__What the task asks__
Could you copy out every line of the entries below, shifting each coordinate in the answer masks by -112? Leave all other text and the format samples unchanged.
####################
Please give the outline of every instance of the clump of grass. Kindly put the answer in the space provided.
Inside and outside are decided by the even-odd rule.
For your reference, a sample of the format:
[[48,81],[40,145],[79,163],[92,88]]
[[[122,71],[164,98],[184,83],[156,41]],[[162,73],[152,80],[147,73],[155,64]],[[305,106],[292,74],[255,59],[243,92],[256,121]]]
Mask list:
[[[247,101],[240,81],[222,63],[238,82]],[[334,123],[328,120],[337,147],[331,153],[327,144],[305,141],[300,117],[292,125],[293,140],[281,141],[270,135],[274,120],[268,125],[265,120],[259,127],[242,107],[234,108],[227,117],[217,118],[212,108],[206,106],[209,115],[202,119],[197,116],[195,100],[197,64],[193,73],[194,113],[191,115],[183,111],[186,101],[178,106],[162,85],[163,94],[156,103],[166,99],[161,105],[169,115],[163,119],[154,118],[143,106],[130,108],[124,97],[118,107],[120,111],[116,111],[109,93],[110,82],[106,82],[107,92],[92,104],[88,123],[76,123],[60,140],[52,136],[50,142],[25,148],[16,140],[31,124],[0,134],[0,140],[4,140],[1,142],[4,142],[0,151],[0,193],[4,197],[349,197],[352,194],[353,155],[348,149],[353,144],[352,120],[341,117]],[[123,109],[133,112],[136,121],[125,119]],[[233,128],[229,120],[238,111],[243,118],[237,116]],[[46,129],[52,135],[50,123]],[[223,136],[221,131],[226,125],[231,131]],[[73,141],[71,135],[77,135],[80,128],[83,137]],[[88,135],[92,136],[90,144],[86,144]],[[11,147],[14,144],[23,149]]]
####################
__Solution to the exercise__
Please give the outline of every instance of the clump of grass. Kindly put the answer in the space provided.
Inside and outside are decided by the even-odd rule.
For your reference, a sample of the format:
[[48,81],[40,145],[79,163],[92,88]]
[[[122,71],[164,98],[184,83],[156,41]],[[162,73],[152,80],[147,73],[155,64]],[[305,106],[292,74],[255,59],[243,92],[256,121]]]
Mask list:
[[[135,-11],[128,-31],[110,-49],[126,-30]],[[222,11],[216,8],[225,35],[219,41],[215,32],[193,29],[188,5],[180,13],[181,28],[169,29],[158,23],[162,8],[156,13],[153,8],[147,15],[130,-5],[122,-4],[115,5],[105,6],[100,-4],[94,-6],[97,3],[90,7],[85,4],[83,-12],[85,-48],[81,-39],[82,1],[79,3],[71,-1],[74,-11],[66,-6],[50,-27],[51,-18],[44,-9],[54,-13],[49,-7],[57,3],[51,7],[42,6],[31,-6],[18,-4],[12,-15],[6,-5],[8,-1],[4,-1],[-3,-19],[-2,-30],[-6,-30],[-5,-20],[-20,-8],[-24,11],[-36,11],[-52,28],[-60,24],[-62,30],[-87,36],[-96,28],[-81,12],[-112,22],[-112,28],[-108,28],[-111,30],[-108,30],[-112,39],[-112,81],[-108,85],[237,85],[240,82],[241,43],[236,37],[241,32],[240,8],[229,5]],[[11,-3],[21,0],[24,9],[13,7]],[[121,16],[117,8],[126,-1],[131,6],[125,4]],[[-66,17],[-60,23],[-62,11]],[[111,24],[109,19],[114,13],[119,19]],[[-39,29],[-41,23],[-35,23],[-32,16],[-29,25]],[[-24,23],[-20,24],[-22,32],[-26,32]],[[-101,35],[-98,32],[-89,37]]]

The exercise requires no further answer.